We apply an increasing load of 0.02 Mpps to 2.5 Mpps (million packets per second) of constant bit-rate traffic on the DuT for each experiment. All packets are minimally sized as we have shown in previous work that only the packet rate and not their size matters for forwarding applications [12]. The DuT forwards the packets back to the load generator. Each test runs for at least 60 seconds and at least 60 000 packets are timestamped for each measurement point.

All tests were restricted to a single CPU core by configuring the NIC with only one queue and pinning its interrupt to a core. In previous work [12], we have shown that the maximum throughput scales linearly with the number of CPU cores. Restricting the DuT to a single core therefore simplifies our experimental setup without affecting the validity of the results for multi-core systems.

We define *system overload* as the point at which the DuT starts dropping packets.

#### IV. NAPI PERFORMANCE

To discuss and evaluate optimizations of NAPI based packet processing, we first give an overview about packet processing latency with unmodified Linux systems.

#### A. Quantitative NAPI Performance Characteristic

As mentioned in Section II, there are two different algorithms controlling the IRQ rate: the NAPI and the ITR of the driver. We disable the ITR in the driver initially to acquire a baseline performance measurement.

Figure 3 shows the latency, CPU utilization, and IRQ rate of the DuT under increasing utilization. The CPU utilization increases linearly with the number of packets per second until it hits 100%. Latency decreases slightly with the number of packets at the beginning. This is likely an effect of power-saving idle states in the CPU. We only disabled frequency scaling, this does not affect the sleep states from which the CPU needs to wake up in order to process IRQs.

What you will do:
**A.** List the quantities that Figure 3 shows for the DuT, according to the NAPI performance text.
**B.** Transcribe the NAPI performance text from "#### A. Quantitative" to "baseline performance measurement.".
The entries aren't needed for any of this.

Rows:
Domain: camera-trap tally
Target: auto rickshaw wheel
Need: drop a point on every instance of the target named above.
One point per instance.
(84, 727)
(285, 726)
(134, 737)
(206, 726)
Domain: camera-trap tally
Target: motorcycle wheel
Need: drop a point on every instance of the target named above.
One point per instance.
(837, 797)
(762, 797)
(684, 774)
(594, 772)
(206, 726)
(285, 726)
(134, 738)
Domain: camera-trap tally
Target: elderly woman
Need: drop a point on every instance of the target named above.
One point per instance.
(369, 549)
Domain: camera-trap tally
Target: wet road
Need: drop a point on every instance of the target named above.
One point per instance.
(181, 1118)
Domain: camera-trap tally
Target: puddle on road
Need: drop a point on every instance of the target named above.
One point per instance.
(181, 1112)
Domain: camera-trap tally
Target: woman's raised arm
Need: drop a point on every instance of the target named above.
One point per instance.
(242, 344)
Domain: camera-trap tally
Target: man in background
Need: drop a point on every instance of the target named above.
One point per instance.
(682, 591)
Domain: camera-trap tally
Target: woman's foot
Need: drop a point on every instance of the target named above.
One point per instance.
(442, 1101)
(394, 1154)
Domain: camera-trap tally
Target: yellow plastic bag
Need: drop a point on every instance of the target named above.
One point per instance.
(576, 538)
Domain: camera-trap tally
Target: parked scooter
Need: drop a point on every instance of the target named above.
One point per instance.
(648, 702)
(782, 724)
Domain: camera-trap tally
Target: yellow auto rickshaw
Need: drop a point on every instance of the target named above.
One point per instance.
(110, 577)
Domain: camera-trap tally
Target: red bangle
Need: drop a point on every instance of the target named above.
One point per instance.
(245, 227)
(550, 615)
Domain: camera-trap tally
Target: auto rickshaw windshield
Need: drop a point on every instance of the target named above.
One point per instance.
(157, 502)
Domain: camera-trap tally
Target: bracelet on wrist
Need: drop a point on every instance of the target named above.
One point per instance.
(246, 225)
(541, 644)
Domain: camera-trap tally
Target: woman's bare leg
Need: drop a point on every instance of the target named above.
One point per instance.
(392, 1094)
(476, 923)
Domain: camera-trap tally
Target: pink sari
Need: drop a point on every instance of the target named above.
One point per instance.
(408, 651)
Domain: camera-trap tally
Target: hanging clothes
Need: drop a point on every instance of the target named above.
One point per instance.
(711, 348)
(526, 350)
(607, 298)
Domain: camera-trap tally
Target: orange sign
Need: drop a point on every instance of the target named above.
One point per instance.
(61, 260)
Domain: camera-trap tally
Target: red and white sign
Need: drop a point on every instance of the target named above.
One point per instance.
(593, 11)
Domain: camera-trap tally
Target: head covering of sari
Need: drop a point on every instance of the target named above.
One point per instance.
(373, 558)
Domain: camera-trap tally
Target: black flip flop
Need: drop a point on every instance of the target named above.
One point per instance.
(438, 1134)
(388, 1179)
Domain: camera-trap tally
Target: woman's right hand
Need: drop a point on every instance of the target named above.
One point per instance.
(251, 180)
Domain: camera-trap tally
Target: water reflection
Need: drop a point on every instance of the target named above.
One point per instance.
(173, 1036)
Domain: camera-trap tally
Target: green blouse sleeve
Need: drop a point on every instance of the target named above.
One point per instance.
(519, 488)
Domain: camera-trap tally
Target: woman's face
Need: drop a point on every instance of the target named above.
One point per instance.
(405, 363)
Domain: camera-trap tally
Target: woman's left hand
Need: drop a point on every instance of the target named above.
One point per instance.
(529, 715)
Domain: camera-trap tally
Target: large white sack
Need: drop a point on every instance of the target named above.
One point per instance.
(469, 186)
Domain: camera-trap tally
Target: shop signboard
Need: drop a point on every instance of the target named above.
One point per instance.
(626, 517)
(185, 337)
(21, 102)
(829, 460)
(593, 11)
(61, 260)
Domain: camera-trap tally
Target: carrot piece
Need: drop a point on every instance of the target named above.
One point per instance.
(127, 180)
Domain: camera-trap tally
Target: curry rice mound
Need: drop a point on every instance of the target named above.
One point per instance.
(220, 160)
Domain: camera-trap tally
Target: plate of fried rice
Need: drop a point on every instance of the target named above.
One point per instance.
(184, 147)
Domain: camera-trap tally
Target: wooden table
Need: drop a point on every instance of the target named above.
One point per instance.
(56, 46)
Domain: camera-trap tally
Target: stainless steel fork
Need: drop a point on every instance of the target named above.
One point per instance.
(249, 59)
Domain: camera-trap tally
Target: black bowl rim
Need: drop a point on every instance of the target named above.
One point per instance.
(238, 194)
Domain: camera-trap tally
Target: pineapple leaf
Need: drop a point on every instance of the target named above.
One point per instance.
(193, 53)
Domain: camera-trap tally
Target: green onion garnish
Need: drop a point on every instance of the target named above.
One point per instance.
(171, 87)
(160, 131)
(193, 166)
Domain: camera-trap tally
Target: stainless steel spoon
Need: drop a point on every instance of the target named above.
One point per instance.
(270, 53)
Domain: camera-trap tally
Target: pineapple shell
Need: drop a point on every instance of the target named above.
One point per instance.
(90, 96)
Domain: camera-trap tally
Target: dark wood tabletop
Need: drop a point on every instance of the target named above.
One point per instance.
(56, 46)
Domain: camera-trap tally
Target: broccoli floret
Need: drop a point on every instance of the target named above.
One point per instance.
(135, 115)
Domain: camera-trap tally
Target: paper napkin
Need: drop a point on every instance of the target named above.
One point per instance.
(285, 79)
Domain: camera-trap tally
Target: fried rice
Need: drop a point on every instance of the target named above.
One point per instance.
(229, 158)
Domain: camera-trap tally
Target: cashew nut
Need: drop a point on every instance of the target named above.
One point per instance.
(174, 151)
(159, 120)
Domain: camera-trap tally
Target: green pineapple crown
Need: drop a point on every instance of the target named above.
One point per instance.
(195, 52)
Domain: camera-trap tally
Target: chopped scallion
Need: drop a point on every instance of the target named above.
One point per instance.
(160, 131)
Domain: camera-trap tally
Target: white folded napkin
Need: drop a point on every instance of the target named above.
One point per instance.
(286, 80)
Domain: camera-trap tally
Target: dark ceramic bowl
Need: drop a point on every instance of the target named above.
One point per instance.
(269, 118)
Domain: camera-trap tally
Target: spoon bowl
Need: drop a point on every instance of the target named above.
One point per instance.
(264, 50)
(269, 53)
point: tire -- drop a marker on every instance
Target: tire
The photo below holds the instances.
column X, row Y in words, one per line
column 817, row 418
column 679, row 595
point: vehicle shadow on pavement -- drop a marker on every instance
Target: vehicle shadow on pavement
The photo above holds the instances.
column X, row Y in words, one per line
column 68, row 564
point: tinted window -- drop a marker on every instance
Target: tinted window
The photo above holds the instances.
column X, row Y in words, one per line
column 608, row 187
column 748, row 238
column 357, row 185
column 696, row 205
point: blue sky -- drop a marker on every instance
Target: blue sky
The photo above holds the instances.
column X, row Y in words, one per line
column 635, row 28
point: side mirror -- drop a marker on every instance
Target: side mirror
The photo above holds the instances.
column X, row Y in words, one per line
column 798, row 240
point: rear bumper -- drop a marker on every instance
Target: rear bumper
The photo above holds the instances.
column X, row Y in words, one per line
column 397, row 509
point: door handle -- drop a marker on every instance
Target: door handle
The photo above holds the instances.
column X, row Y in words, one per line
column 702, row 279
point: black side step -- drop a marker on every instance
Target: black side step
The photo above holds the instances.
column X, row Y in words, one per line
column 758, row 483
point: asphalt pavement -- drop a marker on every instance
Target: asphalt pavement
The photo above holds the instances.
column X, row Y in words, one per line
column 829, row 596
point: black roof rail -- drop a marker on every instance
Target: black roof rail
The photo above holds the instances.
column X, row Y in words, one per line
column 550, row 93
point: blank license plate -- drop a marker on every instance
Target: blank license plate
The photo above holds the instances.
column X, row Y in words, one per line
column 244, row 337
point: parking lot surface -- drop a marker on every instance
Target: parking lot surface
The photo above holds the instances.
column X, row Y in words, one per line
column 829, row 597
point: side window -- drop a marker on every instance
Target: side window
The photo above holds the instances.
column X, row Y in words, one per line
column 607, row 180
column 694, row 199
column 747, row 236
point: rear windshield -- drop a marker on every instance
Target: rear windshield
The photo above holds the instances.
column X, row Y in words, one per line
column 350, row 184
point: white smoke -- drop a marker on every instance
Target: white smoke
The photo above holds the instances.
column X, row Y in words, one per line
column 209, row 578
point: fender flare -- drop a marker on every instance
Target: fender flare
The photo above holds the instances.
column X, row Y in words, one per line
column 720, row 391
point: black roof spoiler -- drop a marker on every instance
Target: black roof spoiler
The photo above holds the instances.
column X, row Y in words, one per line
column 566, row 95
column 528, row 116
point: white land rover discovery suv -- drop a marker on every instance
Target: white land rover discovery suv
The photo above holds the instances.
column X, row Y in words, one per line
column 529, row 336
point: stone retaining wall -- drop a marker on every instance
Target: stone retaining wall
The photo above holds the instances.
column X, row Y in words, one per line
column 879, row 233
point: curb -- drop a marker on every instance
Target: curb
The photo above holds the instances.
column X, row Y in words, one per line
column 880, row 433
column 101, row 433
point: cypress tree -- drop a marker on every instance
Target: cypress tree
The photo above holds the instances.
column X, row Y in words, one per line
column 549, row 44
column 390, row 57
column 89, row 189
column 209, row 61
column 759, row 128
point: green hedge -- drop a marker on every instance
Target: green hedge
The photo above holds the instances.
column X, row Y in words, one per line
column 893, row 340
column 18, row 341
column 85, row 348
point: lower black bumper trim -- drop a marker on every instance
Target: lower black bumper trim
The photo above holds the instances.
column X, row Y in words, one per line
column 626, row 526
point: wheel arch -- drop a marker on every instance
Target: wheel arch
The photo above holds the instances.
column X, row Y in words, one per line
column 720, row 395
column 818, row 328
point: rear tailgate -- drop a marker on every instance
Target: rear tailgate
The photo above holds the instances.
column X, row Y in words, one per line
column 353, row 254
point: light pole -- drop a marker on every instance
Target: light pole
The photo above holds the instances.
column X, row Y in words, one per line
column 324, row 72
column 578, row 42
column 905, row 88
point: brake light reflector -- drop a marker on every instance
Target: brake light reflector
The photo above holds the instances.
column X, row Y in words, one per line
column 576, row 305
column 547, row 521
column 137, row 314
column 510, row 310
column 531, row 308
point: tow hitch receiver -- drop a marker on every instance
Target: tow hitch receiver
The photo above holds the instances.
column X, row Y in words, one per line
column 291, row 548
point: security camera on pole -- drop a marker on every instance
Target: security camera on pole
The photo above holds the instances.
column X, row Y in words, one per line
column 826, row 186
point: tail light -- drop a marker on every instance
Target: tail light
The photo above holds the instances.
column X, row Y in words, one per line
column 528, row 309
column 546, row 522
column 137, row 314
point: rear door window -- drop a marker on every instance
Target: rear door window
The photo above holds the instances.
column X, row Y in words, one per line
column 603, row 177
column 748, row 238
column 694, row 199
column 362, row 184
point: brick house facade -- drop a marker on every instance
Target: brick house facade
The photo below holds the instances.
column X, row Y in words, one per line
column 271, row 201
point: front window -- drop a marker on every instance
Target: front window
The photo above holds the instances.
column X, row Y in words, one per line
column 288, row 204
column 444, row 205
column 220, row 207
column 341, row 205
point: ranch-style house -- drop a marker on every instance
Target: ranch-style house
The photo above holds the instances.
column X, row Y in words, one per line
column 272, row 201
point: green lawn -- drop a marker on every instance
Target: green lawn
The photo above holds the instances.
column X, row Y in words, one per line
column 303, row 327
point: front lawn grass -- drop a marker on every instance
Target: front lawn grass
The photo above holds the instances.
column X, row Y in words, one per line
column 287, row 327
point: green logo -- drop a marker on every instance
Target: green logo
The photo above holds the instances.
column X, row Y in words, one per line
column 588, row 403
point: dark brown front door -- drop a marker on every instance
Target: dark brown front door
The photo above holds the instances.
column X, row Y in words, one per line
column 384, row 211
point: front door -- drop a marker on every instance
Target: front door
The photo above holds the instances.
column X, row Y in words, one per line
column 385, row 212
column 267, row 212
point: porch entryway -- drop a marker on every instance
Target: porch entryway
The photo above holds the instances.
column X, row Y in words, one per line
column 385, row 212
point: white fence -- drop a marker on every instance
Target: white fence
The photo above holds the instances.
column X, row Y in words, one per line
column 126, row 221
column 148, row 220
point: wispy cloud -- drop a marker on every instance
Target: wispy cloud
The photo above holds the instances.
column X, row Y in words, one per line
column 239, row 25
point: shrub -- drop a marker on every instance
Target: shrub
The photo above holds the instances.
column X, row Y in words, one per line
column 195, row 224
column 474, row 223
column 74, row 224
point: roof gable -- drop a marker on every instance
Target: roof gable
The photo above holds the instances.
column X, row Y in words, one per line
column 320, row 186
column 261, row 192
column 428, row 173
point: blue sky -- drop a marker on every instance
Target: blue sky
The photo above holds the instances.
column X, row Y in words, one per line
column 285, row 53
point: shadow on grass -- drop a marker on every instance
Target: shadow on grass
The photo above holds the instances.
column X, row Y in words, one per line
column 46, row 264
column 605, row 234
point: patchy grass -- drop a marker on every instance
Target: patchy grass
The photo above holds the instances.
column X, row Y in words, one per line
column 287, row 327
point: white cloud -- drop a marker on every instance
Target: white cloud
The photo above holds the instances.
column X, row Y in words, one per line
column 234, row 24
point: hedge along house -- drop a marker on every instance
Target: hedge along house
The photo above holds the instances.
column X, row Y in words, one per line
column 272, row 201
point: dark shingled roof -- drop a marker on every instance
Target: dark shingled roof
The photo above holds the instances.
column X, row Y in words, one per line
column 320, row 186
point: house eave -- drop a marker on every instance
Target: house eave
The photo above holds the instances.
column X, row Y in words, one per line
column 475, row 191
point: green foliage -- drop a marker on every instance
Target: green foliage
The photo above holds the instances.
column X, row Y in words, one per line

Responses to the tasks:
**A.** Latency, CPU utilization, and IRQ rate.

**B.**
#### A. Quantitative NAPI Performance Characteristic

As mentioned in Section II, there are two different algorithms controlling the IRQ rate: the NAPI and the ITR of the driver. We disable the ITR in the driver initially to acquire a baseline performance measurement.